++++ DATA ENTRIES ++++

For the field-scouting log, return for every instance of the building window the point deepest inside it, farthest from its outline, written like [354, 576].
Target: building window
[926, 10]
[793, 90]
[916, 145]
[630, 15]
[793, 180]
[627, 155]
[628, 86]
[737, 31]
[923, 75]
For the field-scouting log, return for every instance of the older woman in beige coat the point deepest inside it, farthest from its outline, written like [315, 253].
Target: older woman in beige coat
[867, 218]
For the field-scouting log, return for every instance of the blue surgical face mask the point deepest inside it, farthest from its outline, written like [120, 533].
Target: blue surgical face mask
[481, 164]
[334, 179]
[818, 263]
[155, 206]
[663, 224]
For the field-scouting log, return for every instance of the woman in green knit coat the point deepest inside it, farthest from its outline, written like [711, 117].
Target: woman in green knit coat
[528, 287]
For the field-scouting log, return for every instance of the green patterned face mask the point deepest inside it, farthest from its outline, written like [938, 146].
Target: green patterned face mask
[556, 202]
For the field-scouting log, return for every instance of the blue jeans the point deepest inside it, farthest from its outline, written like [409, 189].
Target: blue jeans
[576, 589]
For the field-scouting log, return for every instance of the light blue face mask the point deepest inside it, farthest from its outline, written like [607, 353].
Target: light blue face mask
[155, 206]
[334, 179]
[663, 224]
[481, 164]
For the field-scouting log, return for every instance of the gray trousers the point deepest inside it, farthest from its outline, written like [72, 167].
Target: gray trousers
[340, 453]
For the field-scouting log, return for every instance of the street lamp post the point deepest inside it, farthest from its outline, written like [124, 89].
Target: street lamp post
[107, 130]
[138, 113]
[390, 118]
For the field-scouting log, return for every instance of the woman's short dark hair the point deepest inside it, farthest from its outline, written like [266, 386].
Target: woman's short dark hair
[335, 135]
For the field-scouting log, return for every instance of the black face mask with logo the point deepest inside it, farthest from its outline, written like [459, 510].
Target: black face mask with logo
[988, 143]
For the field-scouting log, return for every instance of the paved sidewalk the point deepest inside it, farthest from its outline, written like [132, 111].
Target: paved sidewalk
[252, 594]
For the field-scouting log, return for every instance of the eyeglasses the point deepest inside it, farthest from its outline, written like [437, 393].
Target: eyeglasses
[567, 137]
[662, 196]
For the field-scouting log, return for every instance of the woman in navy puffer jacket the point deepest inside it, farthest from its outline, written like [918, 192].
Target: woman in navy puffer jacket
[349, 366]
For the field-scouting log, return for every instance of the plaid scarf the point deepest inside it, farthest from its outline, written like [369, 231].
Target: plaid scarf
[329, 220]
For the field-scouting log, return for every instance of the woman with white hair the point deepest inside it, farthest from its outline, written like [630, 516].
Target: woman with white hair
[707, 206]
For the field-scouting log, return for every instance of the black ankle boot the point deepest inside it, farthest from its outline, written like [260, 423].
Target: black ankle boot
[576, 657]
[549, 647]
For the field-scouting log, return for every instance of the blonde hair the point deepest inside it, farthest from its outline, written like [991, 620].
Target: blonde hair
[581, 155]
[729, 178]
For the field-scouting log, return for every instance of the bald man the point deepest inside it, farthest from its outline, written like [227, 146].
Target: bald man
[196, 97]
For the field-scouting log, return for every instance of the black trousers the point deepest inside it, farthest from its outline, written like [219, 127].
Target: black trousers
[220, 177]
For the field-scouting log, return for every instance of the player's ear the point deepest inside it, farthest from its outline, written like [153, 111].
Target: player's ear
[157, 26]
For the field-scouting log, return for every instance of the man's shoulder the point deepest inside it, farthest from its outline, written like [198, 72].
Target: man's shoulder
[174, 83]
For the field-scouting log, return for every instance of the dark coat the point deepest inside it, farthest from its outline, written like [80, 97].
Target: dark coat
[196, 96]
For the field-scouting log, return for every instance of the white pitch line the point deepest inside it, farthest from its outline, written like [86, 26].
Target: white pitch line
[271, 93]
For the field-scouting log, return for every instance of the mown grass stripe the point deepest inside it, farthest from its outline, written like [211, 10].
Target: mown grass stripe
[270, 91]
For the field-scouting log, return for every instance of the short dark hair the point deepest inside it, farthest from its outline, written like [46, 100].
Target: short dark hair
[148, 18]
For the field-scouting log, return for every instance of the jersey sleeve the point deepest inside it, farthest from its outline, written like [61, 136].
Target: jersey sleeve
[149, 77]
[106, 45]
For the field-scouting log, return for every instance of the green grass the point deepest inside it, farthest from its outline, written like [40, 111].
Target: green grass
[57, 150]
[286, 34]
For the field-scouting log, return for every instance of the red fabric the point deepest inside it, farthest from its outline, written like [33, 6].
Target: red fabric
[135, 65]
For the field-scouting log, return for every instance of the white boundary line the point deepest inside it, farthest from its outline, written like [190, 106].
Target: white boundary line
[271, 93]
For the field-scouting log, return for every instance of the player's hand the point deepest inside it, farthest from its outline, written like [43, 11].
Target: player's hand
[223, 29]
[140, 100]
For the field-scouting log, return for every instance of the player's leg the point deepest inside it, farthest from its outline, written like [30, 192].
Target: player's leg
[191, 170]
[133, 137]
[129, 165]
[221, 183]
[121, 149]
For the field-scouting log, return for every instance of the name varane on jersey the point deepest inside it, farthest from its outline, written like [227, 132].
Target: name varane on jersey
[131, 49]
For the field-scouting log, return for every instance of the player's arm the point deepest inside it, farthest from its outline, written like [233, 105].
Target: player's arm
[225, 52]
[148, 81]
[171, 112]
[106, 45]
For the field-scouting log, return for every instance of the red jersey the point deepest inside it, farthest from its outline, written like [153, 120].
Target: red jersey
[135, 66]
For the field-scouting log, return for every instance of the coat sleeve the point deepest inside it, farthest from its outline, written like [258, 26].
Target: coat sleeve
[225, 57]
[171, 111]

++++

* _DO THIS_
Output all of the data above, line for line and without any changes.

* _FINISHED ANSWER_
For the field-scouting log, return for every instance of the building window the point deepest inside it, farthest from its outline, written like [354, 576].
Target: building window
[926, 10]
[793, 90]
[916, 145]
[630, 15]
[793, 180]
[627, 155]
[628, 86]
[737, 31]
[923, 75]
For the field-scouting log, return for every instance of the older woman in beige coat the point deepest inside it, farthest from its outline, written like [315, 253].
Target: older woman in beige coat
[867, 218]
For the field-scouting log, return for every instance of the blue surgical face mask the point deepest inside it, farthest from its outline, written like [120, 533].
Target: blue surgical face mask
[481, 164]
[334, 179]
[818, 263]
[155, 206]
[663, 224]
For the field-scouting log, return for every instance of the woman in green knit coat the point deepest inside it, farthest from its outline, written like [711, 117].
Target: woman in green knit coat
[528, 287]
For the field-scouting log, return for every instance of the green patterned face mask the point deepest inside it, farthest from its outline, written like [938, 146].
Target: green patterned face mask
[556, 202]
For the field-scouting log, return for every instance of the blue jeans the point deepest inside it, farthest from its outline, written like [409, 189].
Target: blue jeans
[576, 589]
For the field-scouting log, return for every instance of the light blue face mask the point deepest inside it, farthest from its outline, written like [607, 353].
Target: light blue face mask
[155, 206]
[334, 179]
[663, 224]
[481, 164]
For the field-scouting log, return for every instance of the gray trousers the point deepest inside it, farthest from its outline, written like [72, 167].
Target: gray trousers
[340, 453]
For the field-scouting log, return for every instance of the street lamp post the point deepest inside it, farthest from its outline, written like [124, 89].
Target: street lamp post
[107, 130]
[138, 113]
[390, 118]
For the field-scouting log, return for every instance of the woman's short dark hair the point deepest inside it, farthest from its outline, written like [266, 386].
Target: woman's short dark hair
[335, 135]
For the field-scouting log, return for every instance of the black face mask with logo the point deepest inside it, farthest from its outline, written like [459, 510].
Target: black face mask with logo
[988, 143]
For the field-scouting log, return for every instance of the paved sidewalk the point deepest inside it, farthest from its outline, written like [132, 111].
Target: paved sidewalk
[252, 594]
For the field-scouting log, return for every instance of the eyeglasses the point deepest inside it, farthest from its outline, written like [437, 393].
Target: eyeglasses
[567, 137]
[662, 196]
For the field-scouting log, return for every instance of the woman in navy puffer jacket the point deepest inside it, farthest from its outline, written like [918, 192].
Target: woman in navy puffer jacket
[349, 366]
For the field-scouting log, return for every instance of the plaid scarf the point deepest inside it, farthest from its outline, written like [369, 231].
Target: plaid scarf
[329, 220]
For the field-scouting log, return for every instance of the woman with white hair the point deepest inside it, farthest from its outline, written like [630, 516].
Target: woman with white hair
[707, 206]
For the field-scouting log, return for every instance of the black ankle boot the point deepest inside it, farthest from its outline, written like [260, 423].
Target: black ankle boot
[576, 657]
[549, 647]
For the field-scouting log, return for every instance of the blonde hair the point deepest inside it, farthest from its outline, written like [991, 620].
Target: blonde hair
[581, 155]
[729, 178]
For the field-scouting log, return for every instance of the bald man the point deepest inside it, farthest from its outline, written like [227, 146].
Target: bald man
[196, 97]
For the field-scouting log, return for every instance of the black trousers the point deepest inside it, farthest from its outline, written like [219, 127].
Target: black trousers
[220, 177]
For the field-scouting log, return for every instance of the player's ear the point deepest inside it, farthest from its outline, written like [153, 111].
Target: player's ear
[157, 26]
For the field-scouting log, return for every instance of the man's shoulder the point deepest inside it, farthest from its outline, written like [198, 72].
Target: man's shoulder
[174, 83]
For the field-scouting log, return for every instance of the dark coat the point deepest inside it, farthest from its outline, written like [80, 97].
Target: dark coat
[196, 96]
For the field-scouting log, return for every instance of the white pitch line the point deepest inside it, farthest from its outline, written like [86, 26].
Target: white pitch line
[271, 93]
For the field-scouting log, return for every instance of the mown grass stripe the point deepest inside it, farthest from its outline, written like [211, 10].
Target: mown grass stripe
[270, 91]
For the field-scouting log, return for every instance of the short dark hair the point deepest inside it, farthest from its outline, written like [46, 100].
Target: short dark hair
[148, 18]
For the field-scouting log, return for every instance of the jersey sleeve the point deepest inside it, farthest from its outline, written like [61, 136].
Target: jersey sleeve
[149, 77]
[106, 45]
For the field-scouting log, return for every instance of the green grass the point deepest inside it, farthest from its outline, written like [40, 111].
Target: green grass
[57, 150]
[286, 34]
For the field-scouting log, return for every instance of the red fabric the point deepest inside it, farthest from its outline, written like [33, 6].
Target: red fabric
[135, 65]
For the field-scouting log, return for every instance of the white boundary line the point deepest inside it, farthest from its outline, written like [190, 106].
Target: white boundary line
[271, 93]
For the field-scouting log, return for every instance of the player's hand the point deepest inside it, farthest from its outline, written like [43, 11].
Target: player's hand
[223, 29]
[140, 100]
For the field-scouting log, return for every instance of the player's leg the point deepest inside it, farthest from its outline, written like [30, 192].
Target: player's leg
[191, 170]
[133, 137]
[129, 165]
[221, 183]
[121, 149]
For the field-scouting log, return for every instance of the name varane on jersey the point deepest inside it, farthest from its outline, written like [227, 132].
Target: name varane on jersey
[131, 49]
For the field-scouting log, return for every instance of the player's arm the point deepest inside it, farthest from its outline, written like [233, 105].
Target: player's arm
[225, 52]
[148, 81]
[171, 112]
[106, 45]
For the field-scouting log, return for every instance of the red jersey the point deepest inside it, farthest from its outline, written like [153, 120].
Target: red jersey
[135, 66]
For the field-scouting log, return for every instance of the coat sleeve the point deepest inside it, farthest from its outline, written like [258, 26].
Target: coat sleeve
[225, 57]
[171, 111]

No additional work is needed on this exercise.